▸ **Document extract**:
[Start of Attachment]

New Publication on Paralog Removal
For the last few years, Dr. John Soghigian has been collaborating with Dr. Q.Y.J Xiang's group at North Carolina State University to address paralogs in sequence capture data. This is particularly a problem for data generated from angiosperms and other plants due to frequent genome duplication found in these organisms, but may be a problem in other groups, as well. The result of this collaboration, led by the excellent Dr. W. Zhou, was recently published in Systematic Biology.
The new putative paralog detection pipeline, or PPD (available via Dr. Zhou's github, https://github.com/Bean061/putative_paralog), uses shared heterozygosity across evolutionarily distant taxa to detect potential paralogs under the that polymorphisms among species are more likely to be fixed differences between paralogs over deep divergences, than shared ancestral polymorphism. Even at shallow divergences, previous studies have shown that shared heterozygosity may be attributable to gene duplication events or previously undetected polyploidy. Regions with high heterozygosity may also be indicative of poorly aligned multiple-sequence alignments.

[End of Attachment]

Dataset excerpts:
[Start of Attachment]

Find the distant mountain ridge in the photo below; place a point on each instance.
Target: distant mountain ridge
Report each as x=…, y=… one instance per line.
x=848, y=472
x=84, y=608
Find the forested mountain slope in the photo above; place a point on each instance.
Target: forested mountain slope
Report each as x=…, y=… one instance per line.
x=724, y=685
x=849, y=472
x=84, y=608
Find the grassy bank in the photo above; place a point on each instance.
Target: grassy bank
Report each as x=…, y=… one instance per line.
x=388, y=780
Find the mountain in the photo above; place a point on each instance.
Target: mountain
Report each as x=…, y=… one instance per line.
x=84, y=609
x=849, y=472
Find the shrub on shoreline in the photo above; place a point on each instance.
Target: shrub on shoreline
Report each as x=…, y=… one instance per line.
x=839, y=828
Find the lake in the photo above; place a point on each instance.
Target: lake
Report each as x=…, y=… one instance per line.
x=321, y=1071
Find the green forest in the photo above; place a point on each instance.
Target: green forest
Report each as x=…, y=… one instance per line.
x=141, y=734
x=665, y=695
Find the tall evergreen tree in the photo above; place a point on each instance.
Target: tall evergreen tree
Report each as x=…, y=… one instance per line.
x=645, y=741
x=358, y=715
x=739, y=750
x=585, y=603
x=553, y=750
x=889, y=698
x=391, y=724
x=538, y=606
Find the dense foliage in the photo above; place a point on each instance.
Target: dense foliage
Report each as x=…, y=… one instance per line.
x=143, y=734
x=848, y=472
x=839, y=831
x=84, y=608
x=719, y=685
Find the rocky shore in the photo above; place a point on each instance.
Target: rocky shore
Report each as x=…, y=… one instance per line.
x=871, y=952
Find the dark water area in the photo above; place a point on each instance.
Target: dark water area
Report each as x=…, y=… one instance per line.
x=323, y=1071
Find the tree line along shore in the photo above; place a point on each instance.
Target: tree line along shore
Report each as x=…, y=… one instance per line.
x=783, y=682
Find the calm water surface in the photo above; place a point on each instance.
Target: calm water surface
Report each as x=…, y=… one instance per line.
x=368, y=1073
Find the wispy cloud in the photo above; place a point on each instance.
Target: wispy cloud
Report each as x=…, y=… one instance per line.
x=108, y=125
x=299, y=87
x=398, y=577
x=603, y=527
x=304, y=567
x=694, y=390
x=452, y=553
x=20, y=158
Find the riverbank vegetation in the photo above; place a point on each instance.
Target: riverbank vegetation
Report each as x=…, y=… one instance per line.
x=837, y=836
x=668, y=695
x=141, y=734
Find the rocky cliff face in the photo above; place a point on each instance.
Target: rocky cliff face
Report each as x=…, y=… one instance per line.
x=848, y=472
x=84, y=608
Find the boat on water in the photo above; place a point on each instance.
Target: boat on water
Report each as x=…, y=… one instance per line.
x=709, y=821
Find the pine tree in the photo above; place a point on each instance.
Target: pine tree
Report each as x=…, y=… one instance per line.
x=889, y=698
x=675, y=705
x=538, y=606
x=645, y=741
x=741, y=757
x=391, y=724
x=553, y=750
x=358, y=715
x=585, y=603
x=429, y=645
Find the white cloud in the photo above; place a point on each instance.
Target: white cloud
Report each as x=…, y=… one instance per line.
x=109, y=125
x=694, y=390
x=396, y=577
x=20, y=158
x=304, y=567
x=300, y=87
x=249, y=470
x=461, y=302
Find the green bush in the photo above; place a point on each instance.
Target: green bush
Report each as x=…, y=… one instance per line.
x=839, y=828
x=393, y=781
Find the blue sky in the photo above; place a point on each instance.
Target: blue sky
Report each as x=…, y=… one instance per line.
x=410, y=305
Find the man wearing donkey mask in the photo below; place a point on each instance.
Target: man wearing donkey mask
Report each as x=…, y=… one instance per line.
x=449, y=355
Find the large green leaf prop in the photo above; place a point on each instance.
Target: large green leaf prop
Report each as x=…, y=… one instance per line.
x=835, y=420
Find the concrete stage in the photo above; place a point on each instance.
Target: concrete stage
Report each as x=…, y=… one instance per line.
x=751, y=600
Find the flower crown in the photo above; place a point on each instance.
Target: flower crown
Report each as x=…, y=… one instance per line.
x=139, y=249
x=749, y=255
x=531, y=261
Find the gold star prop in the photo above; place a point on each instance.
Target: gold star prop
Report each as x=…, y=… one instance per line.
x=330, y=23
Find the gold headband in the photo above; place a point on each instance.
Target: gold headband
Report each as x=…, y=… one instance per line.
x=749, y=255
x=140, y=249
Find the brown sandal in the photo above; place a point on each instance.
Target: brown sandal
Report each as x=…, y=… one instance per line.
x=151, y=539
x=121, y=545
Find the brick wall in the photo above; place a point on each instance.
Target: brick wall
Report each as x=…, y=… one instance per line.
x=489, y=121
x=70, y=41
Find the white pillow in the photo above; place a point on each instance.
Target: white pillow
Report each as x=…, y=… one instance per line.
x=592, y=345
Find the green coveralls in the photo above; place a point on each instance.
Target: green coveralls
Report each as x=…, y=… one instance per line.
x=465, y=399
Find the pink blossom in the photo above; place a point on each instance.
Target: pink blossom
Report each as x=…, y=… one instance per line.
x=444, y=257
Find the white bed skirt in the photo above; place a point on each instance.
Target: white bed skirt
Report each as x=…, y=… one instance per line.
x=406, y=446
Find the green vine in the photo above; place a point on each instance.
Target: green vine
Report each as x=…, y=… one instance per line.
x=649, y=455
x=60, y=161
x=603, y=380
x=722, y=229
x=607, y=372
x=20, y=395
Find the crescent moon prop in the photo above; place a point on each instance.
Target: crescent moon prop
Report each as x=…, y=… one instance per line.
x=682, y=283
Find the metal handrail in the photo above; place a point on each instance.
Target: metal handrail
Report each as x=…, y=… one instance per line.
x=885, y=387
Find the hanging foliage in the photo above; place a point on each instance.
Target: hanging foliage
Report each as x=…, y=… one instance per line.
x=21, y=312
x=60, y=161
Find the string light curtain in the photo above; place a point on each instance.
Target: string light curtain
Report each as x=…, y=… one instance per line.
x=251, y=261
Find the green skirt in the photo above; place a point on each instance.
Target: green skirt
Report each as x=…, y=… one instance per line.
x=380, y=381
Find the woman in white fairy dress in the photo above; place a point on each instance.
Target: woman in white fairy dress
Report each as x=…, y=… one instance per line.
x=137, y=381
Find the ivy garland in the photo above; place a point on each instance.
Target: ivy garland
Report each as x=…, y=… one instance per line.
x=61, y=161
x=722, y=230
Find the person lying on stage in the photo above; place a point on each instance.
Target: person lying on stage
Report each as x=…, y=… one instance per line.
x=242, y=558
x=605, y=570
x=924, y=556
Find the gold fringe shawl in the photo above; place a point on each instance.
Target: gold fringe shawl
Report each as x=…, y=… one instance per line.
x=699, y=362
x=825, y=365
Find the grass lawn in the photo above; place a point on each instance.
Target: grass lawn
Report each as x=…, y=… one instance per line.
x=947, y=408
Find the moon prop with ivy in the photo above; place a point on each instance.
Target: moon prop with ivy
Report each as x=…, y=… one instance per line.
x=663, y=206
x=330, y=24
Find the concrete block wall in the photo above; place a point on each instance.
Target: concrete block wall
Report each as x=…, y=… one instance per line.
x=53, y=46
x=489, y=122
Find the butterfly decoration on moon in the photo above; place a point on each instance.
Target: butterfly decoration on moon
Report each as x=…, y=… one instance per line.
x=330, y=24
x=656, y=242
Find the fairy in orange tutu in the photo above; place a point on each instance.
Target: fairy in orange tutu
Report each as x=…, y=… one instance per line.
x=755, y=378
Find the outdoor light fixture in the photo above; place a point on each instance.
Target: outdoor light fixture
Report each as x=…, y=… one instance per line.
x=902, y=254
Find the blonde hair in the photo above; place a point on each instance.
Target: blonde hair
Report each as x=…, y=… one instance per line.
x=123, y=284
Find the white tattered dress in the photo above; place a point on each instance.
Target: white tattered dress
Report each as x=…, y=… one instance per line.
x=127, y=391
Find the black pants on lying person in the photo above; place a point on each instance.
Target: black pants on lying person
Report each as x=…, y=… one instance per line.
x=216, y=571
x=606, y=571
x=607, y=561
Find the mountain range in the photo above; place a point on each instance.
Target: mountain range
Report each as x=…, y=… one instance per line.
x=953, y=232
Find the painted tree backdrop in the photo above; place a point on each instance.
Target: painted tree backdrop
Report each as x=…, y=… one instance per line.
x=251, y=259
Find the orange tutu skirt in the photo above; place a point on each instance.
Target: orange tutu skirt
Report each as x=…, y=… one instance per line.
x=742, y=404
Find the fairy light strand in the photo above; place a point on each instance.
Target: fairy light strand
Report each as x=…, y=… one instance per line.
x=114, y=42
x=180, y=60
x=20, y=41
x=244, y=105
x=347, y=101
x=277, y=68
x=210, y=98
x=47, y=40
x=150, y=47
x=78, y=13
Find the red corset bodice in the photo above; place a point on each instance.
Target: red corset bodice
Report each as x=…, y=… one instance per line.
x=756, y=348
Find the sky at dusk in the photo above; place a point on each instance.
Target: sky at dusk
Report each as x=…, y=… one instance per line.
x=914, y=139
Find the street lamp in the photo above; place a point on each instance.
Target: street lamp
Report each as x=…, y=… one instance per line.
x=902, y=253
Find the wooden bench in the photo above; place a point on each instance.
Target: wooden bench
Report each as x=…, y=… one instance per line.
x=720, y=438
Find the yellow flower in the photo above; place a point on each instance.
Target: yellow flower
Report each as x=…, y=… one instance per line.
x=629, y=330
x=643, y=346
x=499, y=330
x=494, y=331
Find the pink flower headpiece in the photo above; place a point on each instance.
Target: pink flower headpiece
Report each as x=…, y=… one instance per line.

[End of Attachment]

▸ **Exercise requirements**: Can you reproduce the passage of the paralog removal post that begins with "New Publication on" and ends with "in Systematic Biology.", swapping "angiosperms" for "flowering plants"?

▸ **Answer to this task**:
New Publication on Paralog Removal
For the last few years, Dr. John Soghigian has been collaborating with Dr. Q.Y.J Xiang's group at North Carolina State University to address paralogs in sequence capture data. This is particularly a problem for data generated from flowering plants and other plants due to frequent genome duplication found in these organisms, but may be a problem in other groups, as well. The result of this collaboration, led by the excellent Dr. W. Zhou, was recently published in Systematic Biology.